EXERCISE DESCRIPTION. Read through the entries below and return each line with the word "vest".

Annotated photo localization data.
= Beginning of Section =

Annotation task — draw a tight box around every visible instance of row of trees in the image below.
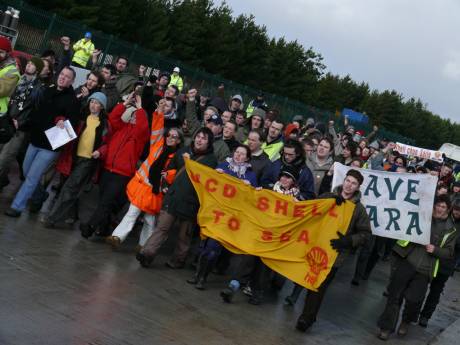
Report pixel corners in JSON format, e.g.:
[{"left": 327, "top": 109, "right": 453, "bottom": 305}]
[{"left": 29, "top": 0, "right": 459, "bottom": 148}]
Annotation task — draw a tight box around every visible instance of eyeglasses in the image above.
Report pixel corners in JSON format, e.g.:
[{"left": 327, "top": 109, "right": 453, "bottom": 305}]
[{"left": 167, "top": 133, "right": 179, "bottom": 139}]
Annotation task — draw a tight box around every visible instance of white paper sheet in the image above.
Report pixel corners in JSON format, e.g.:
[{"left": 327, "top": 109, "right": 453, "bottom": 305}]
[{"left": 45, "top": 120, "right": 77, "bottom": 150}]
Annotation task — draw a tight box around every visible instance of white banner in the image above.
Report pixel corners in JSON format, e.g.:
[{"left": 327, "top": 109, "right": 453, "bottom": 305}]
[
  {"left": 72, "top": 66, "right": 91, "bottom": 90},
  {"left": 331, "top": 163, "right": 438, "bottom": 245},
  {"left": 395, "top": 142, "right": 444, "bottom": 163}
]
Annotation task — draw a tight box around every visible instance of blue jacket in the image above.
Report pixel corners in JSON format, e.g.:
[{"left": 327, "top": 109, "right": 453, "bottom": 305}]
[
  {"left": 217, "top": 161, "right": 258, "bottom": 187},
  {"left": 260, "top": 158, "right": 315, "bottom": 200}
]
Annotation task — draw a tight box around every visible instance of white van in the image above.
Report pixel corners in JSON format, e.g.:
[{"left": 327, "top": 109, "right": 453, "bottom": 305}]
[{"left": 439, "top": 143, "right": 460, "bottom": 162}]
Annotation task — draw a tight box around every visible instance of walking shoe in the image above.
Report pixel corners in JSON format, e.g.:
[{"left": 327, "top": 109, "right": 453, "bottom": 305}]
[
  {"left": 351, "top": 278, "right": 360, "bottom": 286},
  {"left": 186, "top": 276, "right": 198, "bottom": 285},
  {"left": 397, "top": 321, "right": 410, "bottom": 336},
  {"left": 165, "top": 260, "right": 185, "bottom": 269},
  {"left": 284, "top": 295, "right": 296, "bottom": 306},
  {"left": 242, "top": 285, "right": 253, "bottom": 297},
  {"left": 220, "top": 288, "right": 234, "bottom": 303},
  {"left": 42, "top": 219, "right": 56, "bottom": 229},
  {"left": 4, "top": 208, "right": 21, "bottom": 218},
  {"left": 377, "top": 329, "right": 390, "bottom": 341},
  {"left": 106, "top": 236, "right": 121, "bottom": 249},
  {"left": 418, "top": 316, "right": 429, "bottom": 328},
  {"left": 295, "top": 316, "right": 314, "bottom": 332},
  {"left": 248, "top": 290, "right": 263, "bottom": 305},
  {"left": 195, "top": 278, "right": 206, "bottom": 290},
  {"left": 136, "top": 252, "right": 154, "bottom": 268}
]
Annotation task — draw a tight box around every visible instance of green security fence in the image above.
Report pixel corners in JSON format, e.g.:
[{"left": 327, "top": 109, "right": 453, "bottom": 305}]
[{"left": 1, "top": 0, "right": 413, "bottom": 144}]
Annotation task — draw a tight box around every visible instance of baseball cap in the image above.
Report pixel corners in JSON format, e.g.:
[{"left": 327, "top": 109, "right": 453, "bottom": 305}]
[
  {"left": 207, "top": 113, "right": 223, "bottom": 126},
  {"left": 173, "top": 66, "right": 180, "bottom": 73},
  {"left": 85, "top": 32, "right": 92, "bottom": 38},
  {"left": 232, "top": 94, "right": 243, "bottom": 103}
]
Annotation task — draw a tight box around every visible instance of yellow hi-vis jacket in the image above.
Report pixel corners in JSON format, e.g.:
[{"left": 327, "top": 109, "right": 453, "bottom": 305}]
[{"left": 72, "top": 38, "right": 95, "bottom": 67}]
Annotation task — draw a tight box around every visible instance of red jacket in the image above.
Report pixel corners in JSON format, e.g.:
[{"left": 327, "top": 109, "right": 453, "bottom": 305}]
[
  {"left": 104, "top": 103, "right": 150, "bottom": 177},
  {"left": 55, "top": 115, "right": 111, "bottom": 182}
]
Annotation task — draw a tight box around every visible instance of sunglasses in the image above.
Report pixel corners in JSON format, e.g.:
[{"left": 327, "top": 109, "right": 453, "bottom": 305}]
[{"left": 167, "top": 133, "right": 179, "bottom": 139}]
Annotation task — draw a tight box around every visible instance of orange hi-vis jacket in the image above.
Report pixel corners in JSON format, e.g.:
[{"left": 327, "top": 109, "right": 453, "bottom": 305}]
[{"left": 126, "top": 111, "right": 177, "bottom": 214}]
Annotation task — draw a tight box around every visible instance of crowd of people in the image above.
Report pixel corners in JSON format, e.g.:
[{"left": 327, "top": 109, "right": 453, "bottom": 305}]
[{"left": 1, "top": 33, "right": 460, "bottom": 341}]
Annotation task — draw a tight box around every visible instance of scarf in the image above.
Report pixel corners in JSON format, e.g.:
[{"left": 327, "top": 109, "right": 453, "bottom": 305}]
[
  {"left": 273, "top": 181, "right": 300, "bottom": 198},
  {"left": 149, "top": 145, "right": 177, "bottom": 194},
  {"left": 225, "top": 157, "right": 251, "bottom": 179}
]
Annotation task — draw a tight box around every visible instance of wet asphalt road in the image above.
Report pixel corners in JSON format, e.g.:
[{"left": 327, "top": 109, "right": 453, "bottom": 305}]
[{"left": 0, "top": 174, "right": 459, "bottom": 345}]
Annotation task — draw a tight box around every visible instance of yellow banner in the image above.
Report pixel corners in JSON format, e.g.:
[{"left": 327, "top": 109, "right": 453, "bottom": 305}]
[{"left": 185, "top": 159, "right": 356, "bottom": 291}]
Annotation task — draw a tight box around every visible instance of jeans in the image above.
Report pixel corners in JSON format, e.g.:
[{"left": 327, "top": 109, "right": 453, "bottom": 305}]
[{"left": 11, "top": 144, "right": 59, "bottom": 212}]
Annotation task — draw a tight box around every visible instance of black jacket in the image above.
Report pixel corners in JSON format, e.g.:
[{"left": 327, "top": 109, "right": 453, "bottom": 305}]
[
  {"left": 162, "top": 145, "right": 218, "bottom": 220},
  {"left": 7, "top": 76, "right": 43, "bottom": 131},
  {"left": 29, "top": 85, "right": 80, "bottom": 151},
  {"left": 250, "top": 151, "right": 271, "bottom": 183}
]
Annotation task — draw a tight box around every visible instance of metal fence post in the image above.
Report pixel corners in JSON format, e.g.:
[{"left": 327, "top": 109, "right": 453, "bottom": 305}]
[
  {"left": 39, "top": 13, "right": 56, "bottom": 54},
  {"left": 101, "top": 34, "right": 113, "bottom": 64}
]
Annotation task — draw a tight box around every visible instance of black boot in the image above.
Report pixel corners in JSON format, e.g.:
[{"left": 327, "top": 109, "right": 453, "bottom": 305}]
[
  {"left": 195, "top": 257, "right": 213, "bottom": 290},
  {"left": 248, "top": 290, "right": 264, "bottom": 305},
  {"left": 284, "top": 284, "right": 303, "bottom": 306},
  {"left": 296, "top": 315, "right": 315, "bottom": 332},
  {"left": 187, "top": 255, "right": 206, "bottom": 285},
  {"left": 80, "top": 223, "right": 95, "bottom": 239},
  {"left": 136, "top": 252, "right": 154, "bottom": 268}
]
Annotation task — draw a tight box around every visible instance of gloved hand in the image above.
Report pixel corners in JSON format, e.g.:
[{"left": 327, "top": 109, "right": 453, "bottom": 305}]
[
  {"left": 330, "top": 231, "right": 353, "bottom": 251},
  {"left": 335, "top": 195, "right": 345, "bottom": 206}
]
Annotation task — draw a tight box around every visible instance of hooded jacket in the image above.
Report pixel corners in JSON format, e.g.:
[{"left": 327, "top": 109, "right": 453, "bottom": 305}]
[
  {"left": 306, "top": 153, "right": 334, "bottom": 195},
  {"left": 260, "top": 155, "right": 315, "bottom": 200},
  {"left": 103, "top": 103, "right": 149, "bottom": 177}
]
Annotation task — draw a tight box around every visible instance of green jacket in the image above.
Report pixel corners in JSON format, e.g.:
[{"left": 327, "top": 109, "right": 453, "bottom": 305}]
[
  {"left": 162, "top": 145, "right": 217, "bottom": 220},
  {"left": 394, "top": 217, "right": 457, "bottom": 279},
  {"left": 115, "top": 72, "right": 138, "bottom": 97},
  {"left": 320, "top": 186, "right": 372, "bottom": 267}
]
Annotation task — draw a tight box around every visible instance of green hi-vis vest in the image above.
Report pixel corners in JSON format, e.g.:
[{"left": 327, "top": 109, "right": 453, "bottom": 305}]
[
  {"left": 396, "top": 228, "right": 457, "bottom": 277},
  {"left": 0, "top": 64, "right": 20, "bottom": 115}
]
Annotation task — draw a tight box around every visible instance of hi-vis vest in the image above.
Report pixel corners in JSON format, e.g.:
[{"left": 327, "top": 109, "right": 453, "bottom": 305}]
[
  {"left": 0, "top": 64, "right": 20, "bottom": 116},
  {"left": 72, "top": 39, "right": 95, "bottom": 67},
  {"left": 397, "top": 228, "right": 457, "bottom": 277},
  {"left": 169, "top": 74, "right": 183, "bottom": 92}
]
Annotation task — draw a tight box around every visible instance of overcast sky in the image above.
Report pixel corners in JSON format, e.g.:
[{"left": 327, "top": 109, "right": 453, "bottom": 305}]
[{"left": 218, "top": 0, "right": 460, "bottom": 123}]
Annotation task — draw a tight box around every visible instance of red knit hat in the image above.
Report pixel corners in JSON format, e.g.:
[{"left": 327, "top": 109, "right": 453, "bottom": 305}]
[{"left": 0, "top": 36, "right": 12, "bottom": 52}]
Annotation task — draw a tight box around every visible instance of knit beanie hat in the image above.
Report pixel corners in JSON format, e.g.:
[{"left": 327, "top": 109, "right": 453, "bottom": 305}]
[
  {"left": 0, "top": 36, "right": 12, "bottom": 52},
  {"left": 88, "top": 92, "right": 107, "bottom": 110},
  {"left": 279, "top": 165, "right": 300, "bottom": 181},
  {"left": 29, "top": 56, "right": 44, "bottom": 75},
  {"left": 251, "top": 108, "right": 266, "bottom": 120}
]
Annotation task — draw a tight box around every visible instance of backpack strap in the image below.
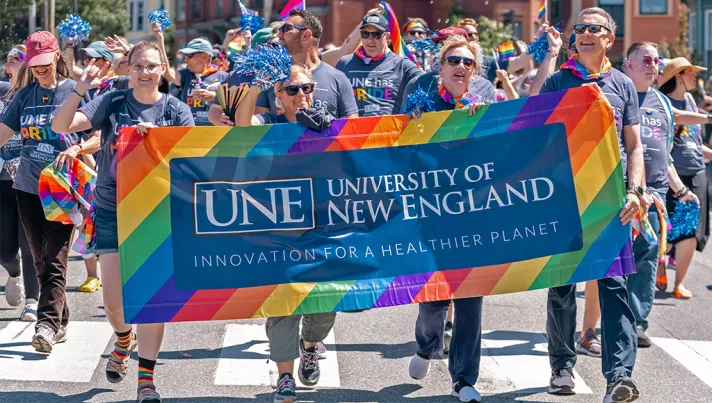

= End of Section =

SOLUTION TO THE PROBLEM.
Annotation task — draw a tight box around every visible instance of green hi-vis vest in the image above.
Annotation task — draw a tight box around every visible instance of hi-vis vest in the image above.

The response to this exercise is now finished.